Items stored from a collection:
## begin

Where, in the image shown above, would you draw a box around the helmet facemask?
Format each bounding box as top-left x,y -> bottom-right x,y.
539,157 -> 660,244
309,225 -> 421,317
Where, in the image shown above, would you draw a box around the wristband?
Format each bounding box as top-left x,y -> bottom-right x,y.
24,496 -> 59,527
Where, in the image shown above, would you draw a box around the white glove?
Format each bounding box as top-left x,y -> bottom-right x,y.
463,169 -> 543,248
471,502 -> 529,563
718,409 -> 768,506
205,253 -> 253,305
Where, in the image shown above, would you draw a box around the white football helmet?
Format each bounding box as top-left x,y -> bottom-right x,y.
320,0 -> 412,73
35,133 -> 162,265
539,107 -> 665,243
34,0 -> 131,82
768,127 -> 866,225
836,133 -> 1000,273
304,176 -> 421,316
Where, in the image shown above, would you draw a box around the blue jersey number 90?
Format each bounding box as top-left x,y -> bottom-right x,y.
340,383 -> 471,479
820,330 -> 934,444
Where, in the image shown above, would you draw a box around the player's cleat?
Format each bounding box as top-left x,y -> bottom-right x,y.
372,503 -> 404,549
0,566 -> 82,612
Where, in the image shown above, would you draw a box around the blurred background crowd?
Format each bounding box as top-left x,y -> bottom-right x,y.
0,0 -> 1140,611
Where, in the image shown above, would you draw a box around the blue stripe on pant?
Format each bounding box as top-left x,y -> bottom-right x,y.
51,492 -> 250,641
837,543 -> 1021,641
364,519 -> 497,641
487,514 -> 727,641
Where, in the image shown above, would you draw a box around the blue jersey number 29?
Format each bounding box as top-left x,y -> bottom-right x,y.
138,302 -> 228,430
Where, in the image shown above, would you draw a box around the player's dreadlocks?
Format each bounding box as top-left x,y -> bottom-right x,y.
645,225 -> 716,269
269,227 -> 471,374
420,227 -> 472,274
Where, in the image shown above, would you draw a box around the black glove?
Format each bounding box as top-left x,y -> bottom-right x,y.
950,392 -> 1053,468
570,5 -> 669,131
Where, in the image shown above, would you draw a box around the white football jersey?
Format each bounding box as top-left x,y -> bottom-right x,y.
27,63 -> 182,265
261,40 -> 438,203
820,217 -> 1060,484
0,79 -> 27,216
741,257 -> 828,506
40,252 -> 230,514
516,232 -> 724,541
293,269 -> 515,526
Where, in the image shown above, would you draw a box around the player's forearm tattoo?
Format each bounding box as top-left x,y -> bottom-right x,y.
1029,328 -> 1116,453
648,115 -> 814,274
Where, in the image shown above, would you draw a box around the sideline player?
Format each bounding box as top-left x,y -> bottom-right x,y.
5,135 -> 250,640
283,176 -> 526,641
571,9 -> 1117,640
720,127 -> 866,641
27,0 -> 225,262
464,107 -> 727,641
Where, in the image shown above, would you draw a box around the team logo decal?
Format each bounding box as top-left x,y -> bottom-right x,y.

## end

* **Problem to solve**:
Could you reproduce every one of the rows above verbatim, with no changes?

* **Response**:
Where, in the image shown above, would you draw a box around the helmet facemask?
Format each bounding box as top-left x,y -> bottom-right x,y.
539,157 -> 660,244
309,225 -> 421,317
Where, in the image shown above, would you draw a box around the wristband?
Format each bounding box as top-left x,y -> bottom-right x,y.
24,496 -> 59,527
Where, in the image shown above, would you draw a box around the white glove?
Format each bounding box as top-left x,y -> bottom-right x,y.
463,169 -> 543,248
471,502 -> 529,563
718,409 -> 768,506
205,253 -> 253,305
Where, in the image shown above, would you draw a box around the white football helmet?
Format each bounding box as top-left x,y -> bottom-right x,y.
320,0 -> 412,73
35,133 -> 162,265
539,107 -> 665,243
34,0 -> 131,82
768,127 -> 866,225
836,133 -> 1000,273
304,176 -> 421,316
Where, in the image shown above, would you draw a box around the blue jersey number 90?
Format each bounding box as top-left x,y -> bottom-right x,y.
340,383 -> 471,479
820,330 -> 934,444
Where, in the image shown above, would you draw a box around the player's cleat?
Format each bounding box as top-left x,y -> bottom-right x,y.
372,503 -> 404,549
0,566 -> 82,612
Where, in the image shown above, would you draw a box around the blurred background crowd?
Format each bounding box as top-left x,y -> bottom-right x,y.
0,0 -> 1140,611
Where, in the image shown above, would you draw a box around the blue stripe on pant?
Format each bounding box as top-left x,y -> bottom-right x,y.
51,492 -> 250,641
837,543 -> 1021,641
364,519 -> 497,641
487,514 -> 727,641
Where, in the image shown above, would you draw a box around the blue jersey number 29?
Format each bounding box as top-left x,y -> bottom-right x,y.
138,302 -> 228,430
Where, in the image shown above, would you draw a box around the player's dreadlocks?
Format each bounding box as top-left x,y -> bottom-right x,y.
645,225 -> 716,269
269,227 -> 471,374
420,227 -> 472,274
Where, in the image shown above, would you draw a box around the black glove?
Format each bounding box as top-left x,y -> bottom-right x,y.
950,392 -> 1053,468
570,5 -> 669,131
Where, in the image shown above, would you draw a box around the white football jersey?
Format each bounding box as top-left x,y -> bottom-right x,y.
27,63 -> 182,265
261,40 -> 438,203
820,217 -> 1060,484
0,79 -> 27,216
741,257 -> 828,506
40,252 -> 230,514
516,232 -> 724,541
293,269 -> 515,526
Where, in the image shown above, would you draw a box around the player's forearm tattoo?
Format each bounding box as top-left x,y -> bottom-right x,y.
1029,328 -> 1116,453
648,115 -> 814,274
Where, in the image shown above, would you draw a box around the sideline player?
Format each bounding box as top-left x,y -> bottom-right x,y.
5,135 -> 250,640
283,176 -> 526,641
571,9 -> 1117,640
720,127 -> 866,641
27,0 -> 225,262
464,107 -> 727,641
Where, in the image shown above, would you draw a box around the team logo decal?
Format each bounding box as top-left x,y -> bottom-right x,y.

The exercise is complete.